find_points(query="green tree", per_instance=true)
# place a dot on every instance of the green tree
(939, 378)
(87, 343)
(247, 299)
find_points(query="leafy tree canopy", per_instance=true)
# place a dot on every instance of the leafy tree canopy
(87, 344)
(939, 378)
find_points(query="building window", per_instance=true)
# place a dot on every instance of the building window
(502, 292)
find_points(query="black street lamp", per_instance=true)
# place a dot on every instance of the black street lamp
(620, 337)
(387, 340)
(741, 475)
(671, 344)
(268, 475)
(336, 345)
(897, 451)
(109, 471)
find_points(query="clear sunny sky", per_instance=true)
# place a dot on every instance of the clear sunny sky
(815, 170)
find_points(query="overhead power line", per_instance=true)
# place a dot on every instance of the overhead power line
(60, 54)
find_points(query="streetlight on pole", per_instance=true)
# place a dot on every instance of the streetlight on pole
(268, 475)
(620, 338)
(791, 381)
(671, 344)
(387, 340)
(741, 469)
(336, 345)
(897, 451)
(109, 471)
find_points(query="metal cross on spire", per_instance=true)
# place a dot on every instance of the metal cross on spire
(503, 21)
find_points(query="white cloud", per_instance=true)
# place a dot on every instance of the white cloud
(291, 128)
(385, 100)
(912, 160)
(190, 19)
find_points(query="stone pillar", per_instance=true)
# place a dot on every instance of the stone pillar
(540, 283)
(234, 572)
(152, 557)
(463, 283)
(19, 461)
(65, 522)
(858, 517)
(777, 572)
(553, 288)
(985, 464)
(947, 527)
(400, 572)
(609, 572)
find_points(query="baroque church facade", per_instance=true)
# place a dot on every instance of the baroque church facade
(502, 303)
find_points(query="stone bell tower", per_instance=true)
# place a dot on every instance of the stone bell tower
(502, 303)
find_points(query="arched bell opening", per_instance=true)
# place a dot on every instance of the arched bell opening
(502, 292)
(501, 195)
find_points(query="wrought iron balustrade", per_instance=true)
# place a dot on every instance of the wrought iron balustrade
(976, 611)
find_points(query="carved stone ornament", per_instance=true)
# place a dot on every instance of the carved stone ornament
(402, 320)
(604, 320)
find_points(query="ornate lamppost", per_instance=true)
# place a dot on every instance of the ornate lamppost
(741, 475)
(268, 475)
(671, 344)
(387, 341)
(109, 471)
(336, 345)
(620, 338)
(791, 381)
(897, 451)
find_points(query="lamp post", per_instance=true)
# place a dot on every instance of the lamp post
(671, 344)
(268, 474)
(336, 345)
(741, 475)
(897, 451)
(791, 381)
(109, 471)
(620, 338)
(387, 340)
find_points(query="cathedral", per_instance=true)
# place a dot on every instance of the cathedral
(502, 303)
*****
§ What you will do: Every record listed above should be reproduced exactly.

§ Your solution:
find_points(query="green tree", per_instance=true)
# place a dot on every instance of the green tree
(939, 378)
(87, 343)
(247, 299)
find_points(query="leafy tree canopy", per_instance=true)
# place a dot on every instance of the leafy tree canopy
(87, 344)
(939, 378)
find_points(query="building window", per_instance=true)
# place a dot on every instance of the building window
(502, 292)
find_points(query="black street lamp", per_instance=true)
# place a dot on every instance of the black street lamp
(620, 337)
(387, 340)
(741, 475)
(671, 344)
(268, 475)
(336, 345)
(897, 451)
(109, 471)
find_points(query="clear sunny sky", per_instance=true)
# place a dot on every instance of the clear sunny sky
(815, 170)
find_points(query="overhead power line", per_instance=true)
# place a dot on every instance of the overhead power line
(60, 54)
find_points(query="streetlight on pole", per_instance=true)
# place a dot on every instance of the streetlight on pole
(268, 475)
(620, 338)
(791, 381)
(671, 344)
(387, 340)
(741, 469)
(336, 345)
(897, 451)
(109, 471)
find_points(query="metal cross on spire", per_instance=true)
# place a dot on every instance of the metal cross on spire
(503, 21)
find_points(query="white cloud", per_instance=true)
# place a dot on every instance of the white cloud
(291, 128)
(385, 100)
(912, 160)
(190, 19)
find_points(query="stone pillar", per_instance=true)
# place a dot on every instance of the stone pillar
(540, 283)
(234, 572)
(152, 557)
(463, 283)
(19, 461)
(65, 522)
(858, 517)
(777, 572)
(553, 288)
(985, 464)
(947, 527)
(400, 572)
(609, 572)
find_points(query="baroque church facade", per_instance=true)
# place a dot on every instance of the baroque church facade
(502, 303)
find_points(query="stone bell tower", per_instance=true)
# place a dot on every instance of the stone bell tower
(502, 303)
find_points(query="arched bell opening", per_instance=true)
# place a dot on every instance of the arched bell opening
(502, 292)
(501, 195)
find_points(query="wrought iron balustrade", per_instance=true)
# place a dot on every instance of the wrought iron balustrade
(976, 611)
find_points(query="carved stone ornament", per_instance=true)
# place a dot on every instance of the carved stone ornament
(402, 320)
(604, 320)
find_points(query="ornate lamppost", per_instance=true)
# place a dot on every instance of the ornate lamppost
(741, 475)
(268, 475)
(671, 344)
(387, 341)
(109, 471)
(336, 345)
(620, 338)
(791, 381)
(897, 451)
find_points(query="lamp post", per_instance=true)
# place a dot on every instance of the lamp post
(671, 344)
(268, 474)
(336, 345)
(741, 475)
(897, 451)
(791, 381)
(109, 471)
(620, 338)
(387, 340)
find_points(query="cathedral", per_instance=true)
# place a dot on every instance of the cathedral
(502, 303)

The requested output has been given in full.